= Irish Games Association =

Non-profit body that promotes gaming in Ireland

The Irish Games Association (IGA) is a non-profit body which promotes gaming in Ireland. It runs, supports, and publicises gaming events, while "seeking to communicate and cooperate with others that do likewise".

The IGA engages in a number of activities designed to "further its stated aim of promoting gaming in Ireland", and has evolved over its lifespan.

==Gaelcon==
Originally, the IGA was a group composed of different gaming interests from around Ireland that came together to organise Gaelcon, an independent games convention (i.e., one not run by a college games society or a trader). The first Gaelcon was run in 1989 in the Royal Dublin Society. It has been run annually since then, growing to become Ireland's largest independent games convention. Subsequent venues included Croke Park's convention centre, the Royal Hospital Kilmainham, Clontarf Castle and Jury's/Ballsbridge Hotel. While the main focus of the convention is on role-playing games (RPGs), war games and collectible card games (such as Dungeons & Dragons, Warhammer 40,000 and Magic: The Gathering, respectively) and board games, other aspects include events such as the annual charity auction, which has raised in excess of €300,000 since its inception at Gaelcon 1996.

Writers of RPG game scenarios run at the convention have included Gareth Hanrahan, and Cat Tobin, and guests of honour have included Chaosium's Lynne Hardy.

_Problem_
Extend the article on the Irish Games Association from the point where it stops.

(Natural language region descriptions)
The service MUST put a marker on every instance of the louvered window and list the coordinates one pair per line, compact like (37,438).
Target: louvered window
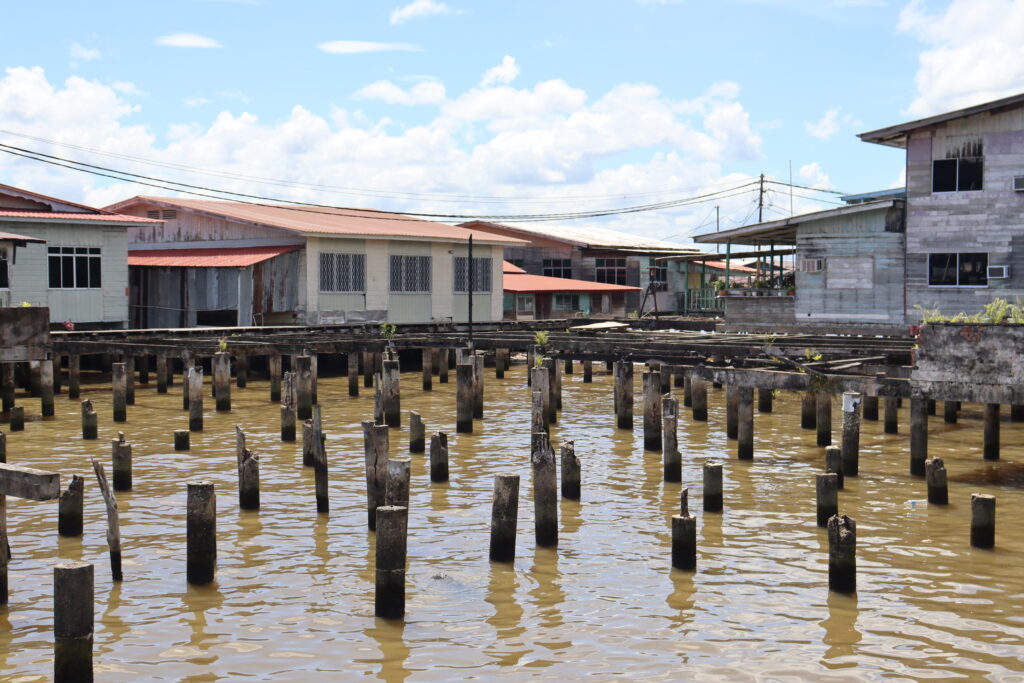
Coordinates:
(343,272)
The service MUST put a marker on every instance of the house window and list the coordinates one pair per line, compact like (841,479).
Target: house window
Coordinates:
(410,274)
(74,267)
(611,270)
(956,175)
(566,302)
(969,269)
(343,272)
(481,274)
(558,267)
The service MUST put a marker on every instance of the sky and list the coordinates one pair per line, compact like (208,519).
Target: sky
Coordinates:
(466,108)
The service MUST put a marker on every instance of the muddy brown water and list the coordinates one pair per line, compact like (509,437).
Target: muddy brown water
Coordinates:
(293,599)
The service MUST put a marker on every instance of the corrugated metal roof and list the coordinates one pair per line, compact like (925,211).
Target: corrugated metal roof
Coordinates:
(521,283)
(223,257)
(309,220)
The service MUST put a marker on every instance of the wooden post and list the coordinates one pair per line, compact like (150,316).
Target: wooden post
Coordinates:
(991,432)
(713,486)
(808,411)
(113,520)
(438,457)
(465,398)
(70,508)
(891,415)
(624,393)
(823,417)
(545,493)
(288,409)
(248,465)
(842,554)
(671,460)
(919,435)
(826,489)
(652,410)
(119,379)
(982,520)
(392,528)
(417,433)
(121,463)
(90,420)
(375,447)
(744,416)
(201,532)
(504,517)
(195,399)
(74,593)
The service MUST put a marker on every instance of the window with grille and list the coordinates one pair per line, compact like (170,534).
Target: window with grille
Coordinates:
(74,267)
(481,273)
(558,267)
(410,273)
(343,272)
(610,270)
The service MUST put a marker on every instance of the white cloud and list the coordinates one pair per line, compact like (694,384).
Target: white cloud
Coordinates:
(418,8)
(975,52)
(425,92)
(825,127)
(506,72)
(186,40)
(356,46)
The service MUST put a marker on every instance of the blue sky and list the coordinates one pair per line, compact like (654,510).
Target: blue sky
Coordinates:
(554,107)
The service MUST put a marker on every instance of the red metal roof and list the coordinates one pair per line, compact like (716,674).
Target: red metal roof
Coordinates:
(525,284)
(224,257)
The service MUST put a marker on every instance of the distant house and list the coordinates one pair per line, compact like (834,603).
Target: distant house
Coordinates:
(227,263)
(69,257)
(598,255)
(539,297)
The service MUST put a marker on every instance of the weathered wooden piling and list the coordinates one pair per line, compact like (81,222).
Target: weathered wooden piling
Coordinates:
(504,517)
(201,532)
(195,399)
(842,554)
(375,446)
(391,393)
(119,380)
(712,486)
(570,471)
(121,463)
(834,464)
(850,441)
(438,457)
(982,520)
(392,528)
(826,493)
(671,460)
(545,493)
(465,397)
(822,416)
(90,421)
(248,465)
(113,519)
(990,446)
(417,433)
(70,508)
(652,410)
(624,393)
(684,537)
(74,593)
(288,416)
(744,417)
(919,435)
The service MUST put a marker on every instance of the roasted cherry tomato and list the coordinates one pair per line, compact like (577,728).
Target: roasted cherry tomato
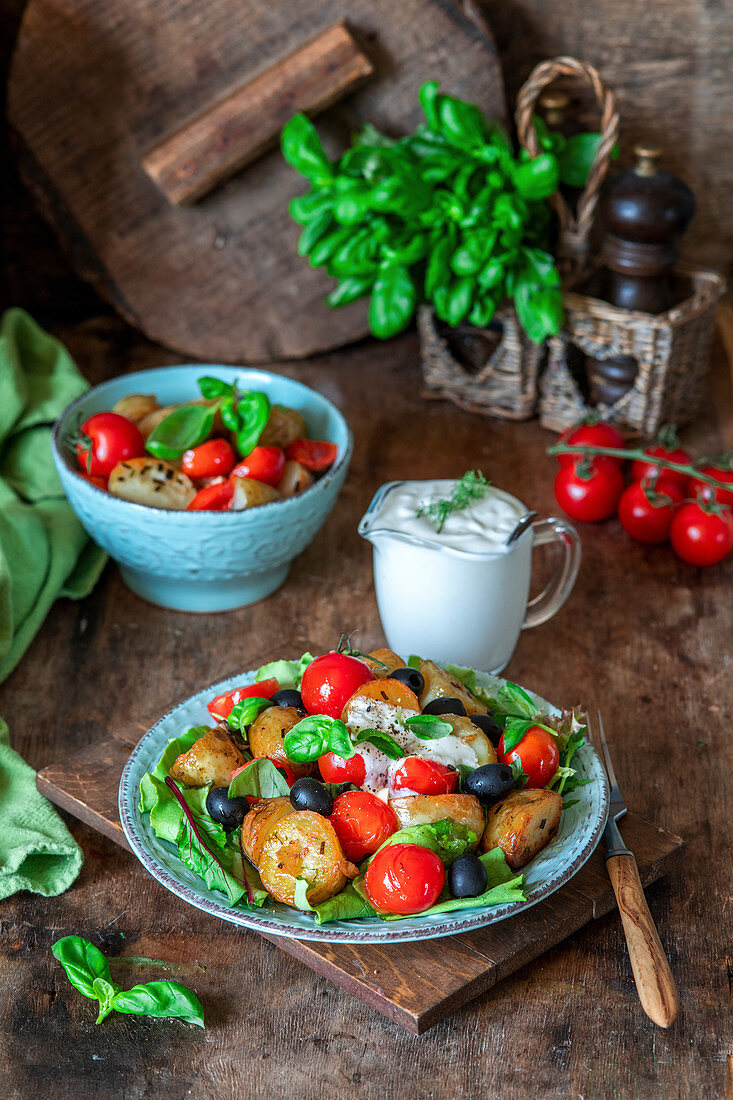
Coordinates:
(212,459)
(700,537)
(404,878)
(589,491)
(362,823)
(646,512)
(314,454)
(263,463)
(721,470)
(215,497)
(591,435)
(330,681)
(537,754)
(424,777)
(335,769)
(641,469)
(106,439)
(222,705)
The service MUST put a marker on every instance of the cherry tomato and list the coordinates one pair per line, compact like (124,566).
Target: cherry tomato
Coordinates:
(215,497)
(404,878)
(591,435)
(362,823)
(106,439)
(709,493)
(212,459)
(263,463)
(222,705)
(701,537)
(330,681)
(641,469)
(647,518)
(424,777)
(590,497)
(537,754)
(314,454)
(335,769)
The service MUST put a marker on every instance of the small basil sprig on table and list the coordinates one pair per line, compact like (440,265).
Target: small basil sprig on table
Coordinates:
(88,970)
(314,736)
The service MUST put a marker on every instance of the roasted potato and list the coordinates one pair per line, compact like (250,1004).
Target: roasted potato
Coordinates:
(250,493)
(152,482)
(135,406)
(439,683)
(295,479)
(523,824)
(267,732)
(211,759)
(304,845)
(425,809)
(283,427)
(256,825)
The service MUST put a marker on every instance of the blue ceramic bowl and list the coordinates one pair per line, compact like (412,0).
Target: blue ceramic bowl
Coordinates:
(203,561)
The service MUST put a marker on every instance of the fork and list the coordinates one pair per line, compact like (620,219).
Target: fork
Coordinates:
(654,980)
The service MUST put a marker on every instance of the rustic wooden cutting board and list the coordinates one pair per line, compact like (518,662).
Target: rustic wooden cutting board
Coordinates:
(415,985)
(128,114)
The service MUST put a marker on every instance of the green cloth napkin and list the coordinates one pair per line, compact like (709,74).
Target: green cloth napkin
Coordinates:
(44,551)
(37,851)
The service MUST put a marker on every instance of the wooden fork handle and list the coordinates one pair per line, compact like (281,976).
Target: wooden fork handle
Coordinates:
(654,980)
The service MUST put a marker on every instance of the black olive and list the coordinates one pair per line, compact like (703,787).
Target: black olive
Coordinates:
(447,704)
(413,678)
(287,696)
(490,782)
(467,877)
(226,811)
(309,794)
(490,726)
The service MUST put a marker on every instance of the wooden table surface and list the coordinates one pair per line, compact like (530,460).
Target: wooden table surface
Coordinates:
(644,637)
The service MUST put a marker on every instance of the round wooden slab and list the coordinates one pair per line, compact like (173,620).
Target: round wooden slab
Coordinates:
(96,85)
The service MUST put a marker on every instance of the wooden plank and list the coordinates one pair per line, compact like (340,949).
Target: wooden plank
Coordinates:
(414,985)
(239,128)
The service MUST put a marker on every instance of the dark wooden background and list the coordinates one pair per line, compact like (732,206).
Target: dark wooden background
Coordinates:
(644,637)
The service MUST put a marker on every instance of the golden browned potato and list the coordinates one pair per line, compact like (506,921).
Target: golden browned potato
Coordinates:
(152,482)
(135,406)
(266,735)
(439,683)
(250,493)
(211,759)
(523,824)
(304,845)
(283,427)
(295,479)
(256,825)
(425,809)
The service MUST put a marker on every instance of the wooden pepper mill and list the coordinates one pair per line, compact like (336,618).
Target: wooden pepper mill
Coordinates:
(645,210)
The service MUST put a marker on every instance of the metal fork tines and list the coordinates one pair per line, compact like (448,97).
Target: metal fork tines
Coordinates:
(614,844)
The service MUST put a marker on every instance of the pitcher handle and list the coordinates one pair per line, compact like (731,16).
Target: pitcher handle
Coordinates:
(559,587)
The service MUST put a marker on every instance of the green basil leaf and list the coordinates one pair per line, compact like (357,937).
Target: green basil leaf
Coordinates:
(303,150)
(382,741)
(244,713)
(393,303)
(83,963)
(186,427)
(161,999)
(428,727)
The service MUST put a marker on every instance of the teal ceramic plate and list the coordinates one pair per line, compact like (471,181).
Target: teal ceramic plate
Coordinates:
(580,829)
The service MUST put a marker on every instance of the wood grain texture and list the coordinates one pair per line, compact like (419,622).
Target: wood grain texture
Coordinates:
(414,985)
(652,974)
(239,128)
(94,86)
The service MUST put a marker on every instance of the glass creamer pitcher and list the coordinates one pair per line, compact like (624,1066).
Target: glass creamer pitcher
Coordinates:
(461,595)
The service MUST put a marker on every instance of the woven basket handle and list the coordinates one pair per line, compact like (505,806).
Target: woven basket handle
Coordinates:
(575,230)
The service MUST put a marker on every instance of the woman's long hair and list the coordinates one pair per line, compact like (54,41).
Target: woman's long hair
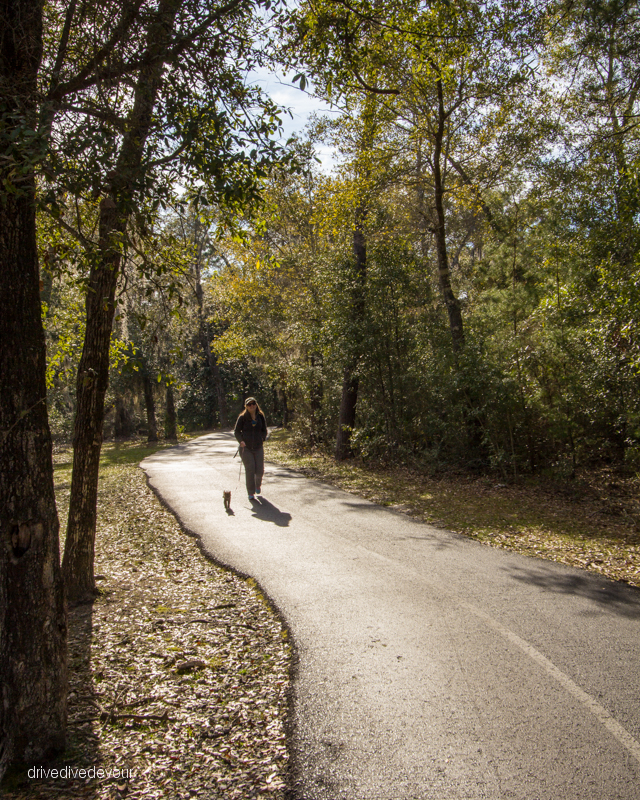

_Exercise output_
In 2006, the international Diana Jones Award was awarded to "Irish Game Convention Charity Auctions", including Gaelcon and Warpcon.

==Other activities==
The IGA seeks to help the Irish gaming community by organising events, publicising others' events and providing what assistance and information it can to others who are "working on behalf of the gaming community in Ireland". This has included the provision of financial assistance to new conventions and gaming societies.

The IGA's activities and services have included organising and running:
- the Gaelcon games convention, held annually on the October bank holiday weekend;
- the Academy of Eblana, a live action role-playing game (or "rubber-sword LARP") with a fantasy setting, which ran from 2013 to 2018;
- weekly games nights, held in Dublin.

The IGA first incorporated as a company limited by guarantee in 2021.